* **Consigne**:
Reprenez le texte sur la nouvelle crise politique en Côte d'Ivoire et poursuivez-le après sa dernière phrase.

* **Texte source**:

☆ ☆ ☆

Cette interrogation (« Qu’est-ce qui ne marche pas en politique ? ») et ces propos thatchériens me reviennent en mémoire alors que la Côte d’Ivoire est confrontée à l’émergence d’une nouvelle crise politique.
Les élections régionales couplées, déjà reportées, viennent de se dérouler de la façon la plus indescriptible qui soit. Impréparation, faible participation, confusion… et, tout naturellement, en fin de parcours, affrontements violents dans plusieurs villes du pays. Un K.O. annoncé pour le parti au pouvoir, le RDR, et un chaos avéré pour la République de Côte d’Ivoire qui n’avait pas besoin de cela.
Deux ans après avoir prêté serment (6 mai 2011), Alassane D. Ouattara se trouve, une fois encore, confronté à la réalité politique et sociale de son pays alors qu’il ne semble s’intéresser qu’à une virtualité économique (l’émergence en 2020) à laquelle l’encouragent, hélas, ses partenaires mondiaux et les institutions internationales qui l’ont formaté.

☆ ☆ ☆

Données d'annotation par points

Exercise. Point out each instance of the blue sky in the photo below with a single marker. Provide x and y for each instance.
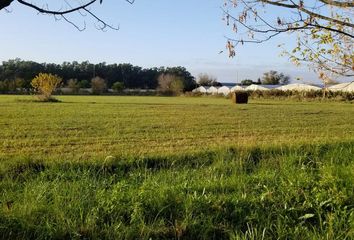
(152, 33)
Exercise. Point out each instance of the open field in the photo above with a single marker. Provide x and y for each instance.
(155, 167)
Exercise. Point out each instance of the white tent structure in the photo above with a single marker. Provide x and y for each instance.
(298, 87)
(343, 87)
(224, 90)
(200, 89)
(236, 88)
(212, 90)
(254, 87)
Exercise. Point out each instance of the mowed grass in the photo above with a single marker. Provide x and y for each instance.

☆ ☆ ☆

* **Résultat**:
« Il n’est pas de politique qui vaille en dehors des réalités ». Quand donc ADO va-t-il les prendre en compte ? En novembre 1988, à Washington, alors qu’il se préparait à quitter le FMI pour le gouvernorat de la BCEAO, il me disait que « les bonnes politiques économiques, ce sont des recettes de bonne femme, des choses très simples » et que pour les mettre en œuvre il fallait « un assainissement préalable du terrain ». O.K. pour l’économie, c’est son job. Mais en matière politique, le « libéral » qu’il est (ce que je ne suis pas, loin de là) devrait relire Thatcher qui a des « recettes de bonne femme » qui pourraient lui permettre de ne pas être dégagé en touche avant l’heure : « Aucun grand parti ne peut survivre sur des bases qui ne soient pas celles d’une ferme conviction de ce qu’il veut faire ».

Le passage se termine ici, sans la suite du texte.